-- HOW TO COMPLETE THIS TASK --
In the entries below, find each line bearing the string "segment" and copy it.
---
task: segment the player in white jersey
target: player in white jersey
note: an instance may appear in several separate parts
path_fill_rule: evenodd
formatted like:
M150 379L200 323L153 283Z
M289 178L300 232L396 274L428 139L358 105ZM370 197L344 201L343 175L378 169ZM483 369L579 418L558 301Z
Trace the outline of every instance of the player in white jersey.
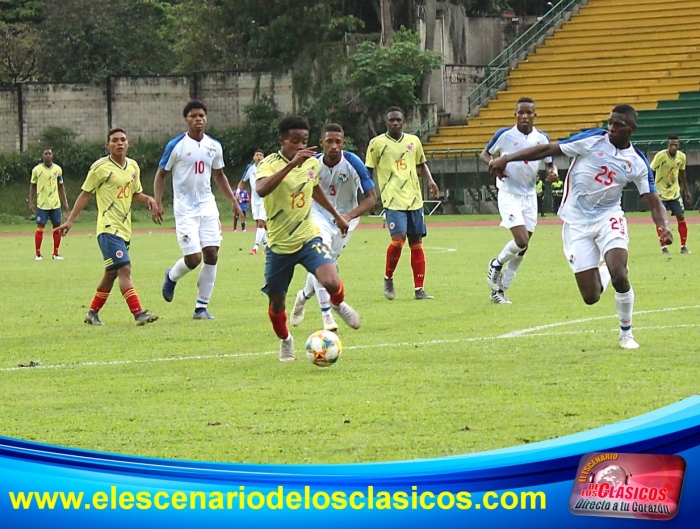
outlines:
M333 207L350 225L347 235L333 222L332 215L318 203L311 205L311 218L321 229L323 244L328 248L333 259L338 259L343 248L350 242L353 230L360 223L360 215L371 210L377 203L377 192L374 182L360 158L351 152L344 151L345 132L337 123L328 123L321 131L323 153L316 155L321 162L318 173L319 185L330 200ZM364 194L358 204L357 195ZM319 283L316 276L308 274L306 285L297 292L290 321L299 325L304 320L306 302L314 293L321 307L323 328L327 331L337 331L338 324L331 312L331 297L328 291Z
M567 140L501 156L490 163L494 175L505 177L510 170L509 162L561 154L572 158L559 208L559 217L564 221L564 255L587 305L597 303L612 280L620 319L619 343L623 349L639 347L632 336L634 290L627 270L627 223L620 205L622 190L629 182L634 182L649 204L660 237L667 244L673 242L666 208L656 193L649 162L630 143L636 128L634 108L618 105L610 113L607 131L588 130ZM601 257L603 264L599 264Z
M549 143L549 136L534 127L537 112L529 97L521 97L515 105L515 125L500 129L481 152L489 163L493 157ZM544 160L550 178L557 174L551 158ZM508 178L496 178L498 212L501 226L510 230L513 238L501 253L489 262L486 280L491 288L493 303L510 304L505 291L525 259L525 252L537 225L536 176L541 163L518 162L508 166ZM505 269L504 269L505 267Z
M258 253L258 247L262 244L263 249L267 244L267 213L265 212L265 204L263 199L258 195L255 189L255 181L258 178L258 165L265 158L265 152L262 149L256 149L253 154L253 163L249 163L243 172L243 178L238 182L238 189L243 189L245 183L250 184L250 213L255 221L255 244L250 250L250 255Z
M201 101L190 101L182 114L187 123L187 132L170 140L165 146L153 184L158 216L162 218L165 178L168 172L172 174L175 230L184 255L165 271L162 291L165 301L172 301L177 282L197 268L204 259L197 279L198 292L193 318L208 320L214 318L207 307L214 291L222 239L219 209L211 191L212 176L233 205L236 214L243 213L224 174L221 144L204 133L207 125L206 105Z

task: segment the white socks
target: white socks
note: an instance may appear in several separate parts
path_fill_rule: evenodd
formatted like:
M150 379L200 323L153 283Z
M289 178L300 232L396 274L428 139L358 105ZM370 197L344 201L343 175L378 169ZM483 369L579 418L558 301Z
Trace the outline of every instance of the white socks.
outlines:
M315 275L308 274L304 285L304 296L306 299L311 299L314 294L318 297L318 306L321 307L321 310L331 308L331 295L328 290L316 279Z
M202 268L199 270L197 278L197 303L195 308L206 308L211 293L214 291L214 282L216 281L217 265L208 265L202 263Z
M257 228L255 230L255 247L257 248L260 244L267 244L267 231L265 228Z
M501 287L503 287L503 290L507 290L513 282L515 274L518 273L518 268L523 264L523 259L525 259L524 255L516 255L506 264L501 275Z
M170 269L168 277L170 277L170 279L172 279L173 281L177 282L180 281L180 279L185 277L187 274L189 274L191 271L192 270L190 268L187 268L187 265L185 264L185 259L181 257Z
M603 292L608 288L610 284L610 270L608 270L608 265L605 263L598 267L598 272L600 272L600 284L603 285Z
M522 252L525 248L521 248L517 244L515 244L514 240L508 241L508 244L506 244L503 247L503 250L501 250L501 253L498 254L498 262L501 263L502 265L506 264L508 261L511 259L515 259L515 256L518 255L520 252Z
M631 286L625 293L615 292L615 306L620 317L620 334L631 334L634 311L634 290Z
---
-- SOLUTION --
task: segment the player in white jersey
task: segment the white socks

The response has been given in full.